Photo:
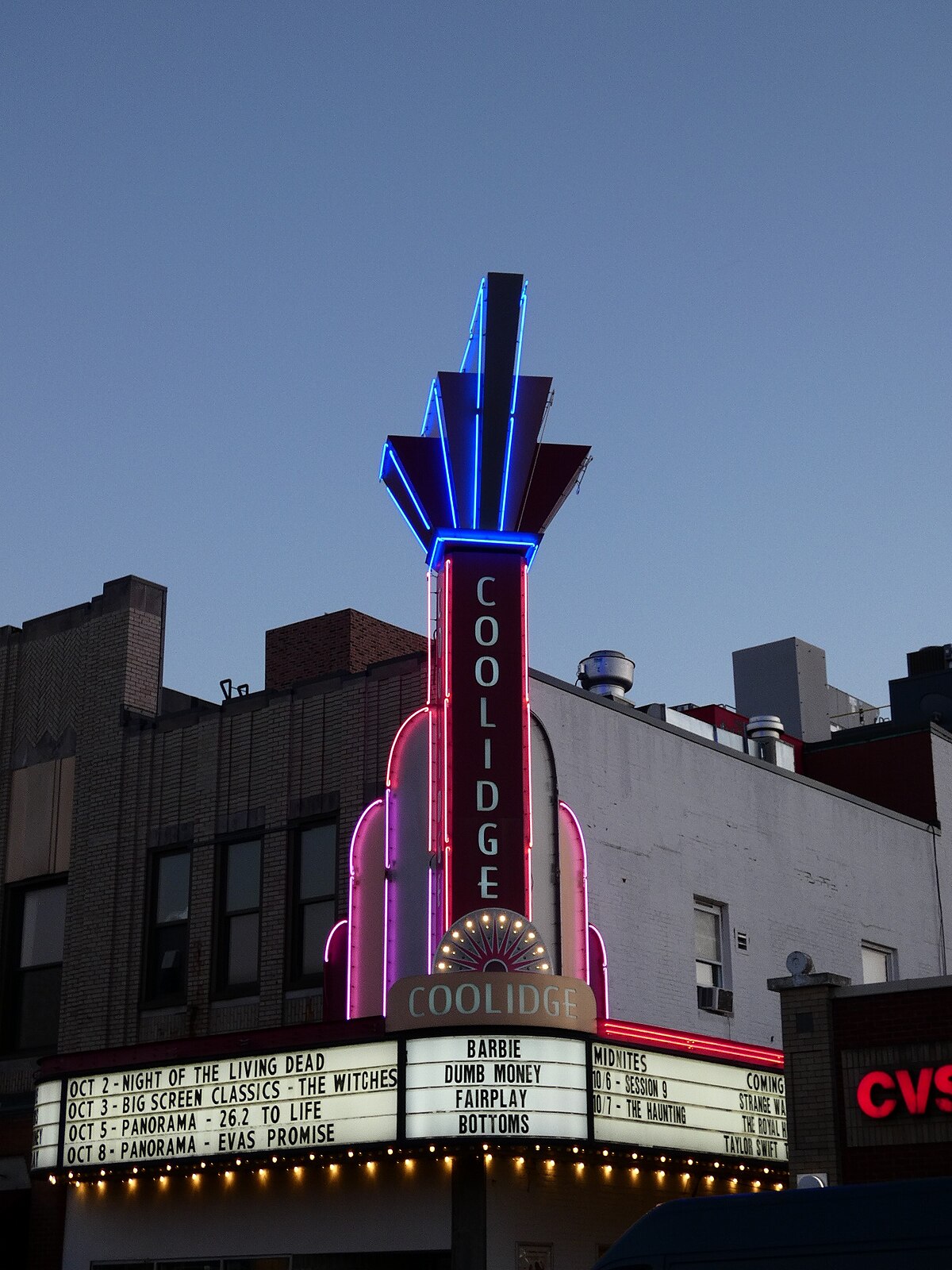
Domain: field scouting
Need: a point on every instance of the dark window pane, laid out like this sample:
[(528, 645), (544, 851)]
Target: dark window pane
[(317, 921), (44, 924), (708, 935), (255, 1264), (243, 950), (319, 861), (168, 962), (244, 876), (188, 1265), (40, 1009), (171, 888)]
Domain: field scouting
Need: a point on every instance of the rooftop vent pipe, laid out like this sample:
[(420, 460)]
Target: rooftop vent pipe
[(607, 673), (763, 733)]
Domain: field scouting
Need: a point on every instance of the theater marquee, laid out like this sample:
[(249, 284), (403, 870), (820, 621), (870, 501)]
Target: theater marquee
[(452, 1086)]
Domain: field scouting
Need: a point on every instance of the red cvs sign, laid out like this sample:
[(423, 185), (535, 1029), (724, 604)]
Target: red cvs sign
[(488, 742), (880, 1094)]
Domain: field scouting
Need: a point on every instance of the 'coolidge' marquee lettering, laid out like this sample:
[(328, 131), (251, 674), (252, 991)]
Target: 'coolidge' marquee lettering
[(488, 730)]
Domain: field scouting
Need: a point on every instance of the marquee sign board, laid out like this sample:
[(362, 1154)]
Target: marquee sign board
[(463, 1086), (689, 1104), (486, 1085), (287, 1102)]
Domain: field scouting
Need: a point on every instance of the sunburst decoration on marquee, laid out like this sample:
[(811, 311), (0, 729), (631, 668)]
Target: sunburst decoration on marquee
[(493, 939)]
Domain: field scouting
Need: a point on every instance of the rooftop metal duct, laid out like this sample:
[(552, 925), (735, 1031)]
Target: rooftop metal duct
[(607, 673)]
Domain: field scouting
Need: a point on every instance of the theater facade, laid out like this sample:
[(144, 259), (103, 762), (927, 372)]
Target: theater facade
[(414, 956)]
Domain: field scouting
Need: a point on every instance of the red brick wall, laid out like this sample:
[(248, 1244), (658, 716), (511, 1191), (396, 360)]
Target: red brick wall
[(892, 772), (342, 643)]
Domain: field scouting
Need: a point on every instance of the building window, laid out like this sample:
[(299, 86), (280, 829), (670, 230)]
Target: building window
[(239, 918), (710, 972), (167, 954), (37, 930), (314, 901), (879, 963)]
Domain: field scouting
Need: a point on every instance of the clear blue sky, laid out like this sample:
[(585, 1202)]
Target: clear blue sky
[(239, 239)]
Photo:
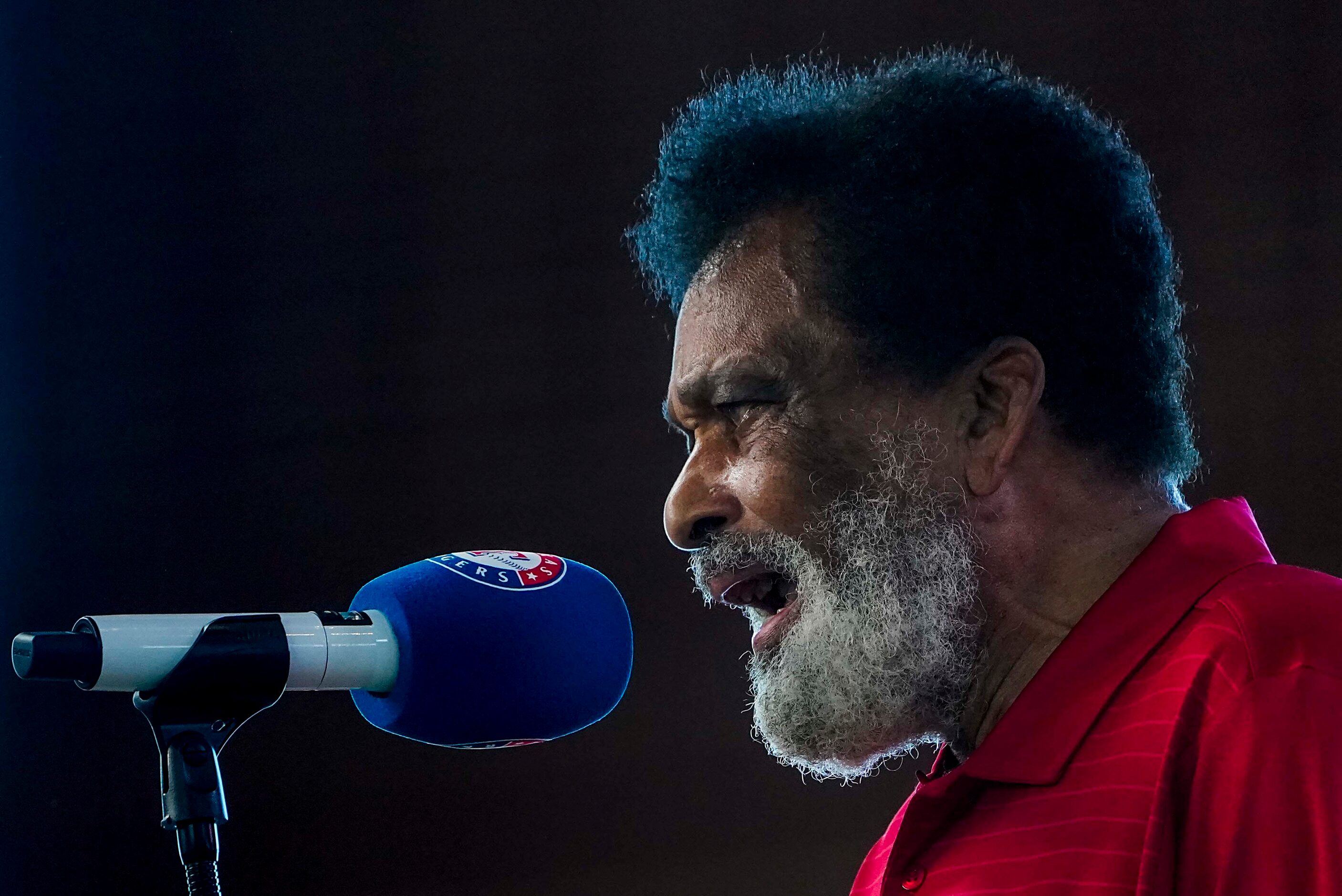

───

◆ TASK ITEM ◆
From the listing above, return the lines starting at the one with "Need: a point on every instance of the 'coolidge'" and ending at the one with "[(362, 1154)]", both kept, exactly as they appear and nothing more.

◆ RESPONSE TO THIS EXERCISE ◆
Need: a point on every instance of the 'coolidge' marquee lettering, laid out like this sample:
[(328, 131), (251, 674), (252, 991)]
Target: 'coolidge' marquee lettering
[(488, 730)]
Domain: field scouting
Need: a point on every instance of the marquee sign board, laid out like this sample:
[(362, 1154)]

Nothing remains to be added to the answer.